Spatial localization data
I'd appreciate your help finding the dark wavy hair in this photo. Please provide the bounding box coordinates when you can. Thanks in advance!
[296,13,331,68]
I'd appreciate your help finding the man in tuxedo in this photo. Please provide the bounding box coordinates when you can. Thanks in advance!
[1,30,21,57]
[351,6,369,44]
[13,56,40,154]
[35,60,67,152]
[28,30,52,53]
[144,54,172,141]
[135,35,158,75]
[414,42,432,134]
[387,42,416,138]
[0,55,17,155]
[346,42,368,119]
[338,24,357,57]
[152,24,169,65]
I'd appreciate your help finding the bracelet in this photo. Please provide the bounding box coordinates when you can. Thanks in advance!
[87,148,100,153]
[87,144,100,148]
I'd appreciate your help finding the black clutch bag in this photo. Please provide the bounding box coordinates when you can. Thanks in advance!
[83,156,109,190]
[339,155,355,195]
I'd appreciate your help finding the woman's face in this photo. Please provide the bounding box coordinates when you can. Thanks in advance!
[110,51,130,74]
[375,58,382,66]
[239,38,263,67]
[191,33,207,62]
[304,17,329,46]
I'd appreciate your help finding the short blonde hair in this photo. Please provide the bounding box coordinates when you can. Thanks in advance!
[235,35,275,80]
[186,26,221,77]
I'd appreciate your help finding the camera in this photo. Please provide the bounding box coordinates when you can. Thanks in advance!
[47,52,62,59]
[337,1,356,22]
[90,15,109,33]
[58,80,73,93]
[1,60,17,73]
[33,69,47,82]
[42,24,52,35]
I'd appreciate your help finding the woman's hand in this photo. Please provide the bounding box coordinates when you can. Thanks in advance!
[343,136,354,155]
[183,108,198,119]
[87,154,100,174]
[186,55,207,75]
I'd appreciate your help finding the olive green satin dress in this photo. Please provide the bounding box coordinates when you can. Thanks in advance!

## Task requirements
Reproduce every entry above exactly as it was written.

## Solution to the exercise
I'd appreciate your help finding the dark wavy hair in this photo. Please provide the bounding box coordinates when you can. Thanks in advance!
[296,13,331,68]
I'd appreciate your help finding the man in tuxedo in this photo. Please provide the bounding box coordinates when you can. Thanks in advance!
[1,30,21,57]
[351,6,369,44]
[13,56,40,154]
[35,60,67,152]
[28,30,52,53]
[144,54,172,141]
[135,35,158,75]
[414,42,432,134]
[387,42,416,138]
[0,55,17,155]
[346,42,368,119]
[338,24,357,57]
[152,24,169,65]
I'd appreciate your help finding the bracelet in this photo. Please provide the bounding box coordinates when you can. Thanks in advance!
[87,148,100,153]
[87,144,100,148]
I'd appreciate your help finding the black clutch bag in this photo. Please provide the bounding box coordinates when you can. Thanks in advance!
[83,156,109,190]
[339,155,355,195]
I'd appreciate your help finding the woman's face in this photo. Please provide the bounding box coordinates when you can. Thanks in advance!
[110,51,130,74]
[375,58,382,66]
[239,38,263,67]
[191,33,207,62]
[304,17,329,46]
I'd appreciate your help finding the short blonde hair in this photo. Please provide the bounding box coordinates when you can. Thanks in advance!
[235,35,275,80]
[186,26,221,77]
I'd appreciate your help finding the camera in this photo. Please provide the bounding box coordinates when you can. Thanks in advance!
[47,52,62,59]
[337,1,356,22]
[90,15,109,33]
[58,80,73,93]
[1,60,17,73]
[33,69,47,82]
[42,24,52,35]
I'd appreciate your help finding the woman's hand in this photo. Please provide the bounding box coordinates when you can. Thanks in advance!
[343,136,354,155]
[183,108,198,119]
[87,154,100,174]
[186,55,207,75]
I'd appreciate your help finding the olive green satin dress in this photo. Please provide the bounding box coordinates when you can. Thanks in advance!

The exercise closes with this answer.